The data —
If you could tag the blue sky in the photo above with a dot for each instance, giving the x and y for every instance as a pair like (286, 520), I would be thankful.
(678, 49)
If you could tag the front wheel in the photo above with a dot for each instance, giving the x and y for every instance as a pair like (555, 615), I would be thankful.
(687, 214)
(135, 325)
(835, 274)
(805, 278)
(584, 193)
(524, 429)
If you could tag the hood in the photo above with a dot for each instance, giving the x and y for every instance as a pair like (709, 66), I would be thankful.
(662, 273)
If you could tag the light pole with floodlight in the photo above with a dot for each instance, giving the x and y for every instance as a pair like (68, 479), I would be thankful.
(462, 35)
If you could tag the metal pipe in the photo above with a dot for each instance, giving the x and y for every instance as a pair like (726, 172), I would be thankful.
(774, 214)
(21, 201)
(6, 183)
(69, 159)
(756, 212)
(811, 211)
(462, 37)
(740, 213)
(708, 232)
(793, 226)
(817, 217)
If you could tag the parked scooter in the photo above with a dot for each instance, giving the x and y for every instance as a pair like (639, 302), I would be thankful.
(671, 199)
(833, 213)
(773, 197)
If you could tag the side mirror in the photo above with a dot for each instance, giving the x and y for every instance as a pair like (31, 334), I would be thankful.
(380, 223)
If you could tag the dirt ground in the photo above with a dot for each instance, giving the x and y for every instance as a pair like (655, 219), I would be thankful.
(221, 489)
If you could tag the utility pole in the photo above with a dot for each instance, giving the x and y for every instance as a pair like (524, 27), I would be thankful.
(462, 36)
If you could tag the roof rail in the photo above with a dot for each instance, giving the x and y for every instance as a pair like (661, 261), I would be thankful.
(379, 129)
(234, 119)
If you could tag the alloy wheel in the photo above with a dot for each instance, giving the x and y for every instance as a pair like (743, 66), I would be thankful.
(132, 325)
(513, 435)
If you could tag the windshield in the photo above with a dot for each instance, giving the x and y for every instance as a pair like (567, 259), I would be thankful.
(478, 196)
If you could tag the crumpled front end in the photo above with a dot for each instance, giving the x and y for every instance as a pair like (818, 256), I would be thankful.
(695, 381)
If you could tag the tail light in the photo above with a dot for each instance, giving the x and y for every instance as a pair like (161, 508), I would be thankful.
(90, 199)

Exercise instructions — Reproduce only the lines between the line containing "If you could tag the roof" and the last line of the records, those two lines included, exactly.

Result of this exercise —
If you could tag the roof rail in the photo above with a dot for each instance, giving the x and y for every instance as a pair like (661, 261), I would be thankful.
(379, 129)
(234, 119)
If you could tag the alloy wheel in the photo above with a dot for each instance, giving the x and y for every instance as a pair like (743, 66), I would be thankful.
(132, 325)
(513, 435)
If you could tag the windshield in the photo above with a dot for each instance, giving the x and y for every instance as a pair like (567, 259), I would be thankful.
(478, 196)
If you could tag the crumpled front end in the photo above with a dot for each instance, giving the x and y for every instance as a pair like (818, 256), I would be thankful.
(695, 381)
If you could tag the tail light in the photo above with a dot for each instance, giving the x and y for every instance as a pair like (161, 508), I would be thankful.
(90, 199)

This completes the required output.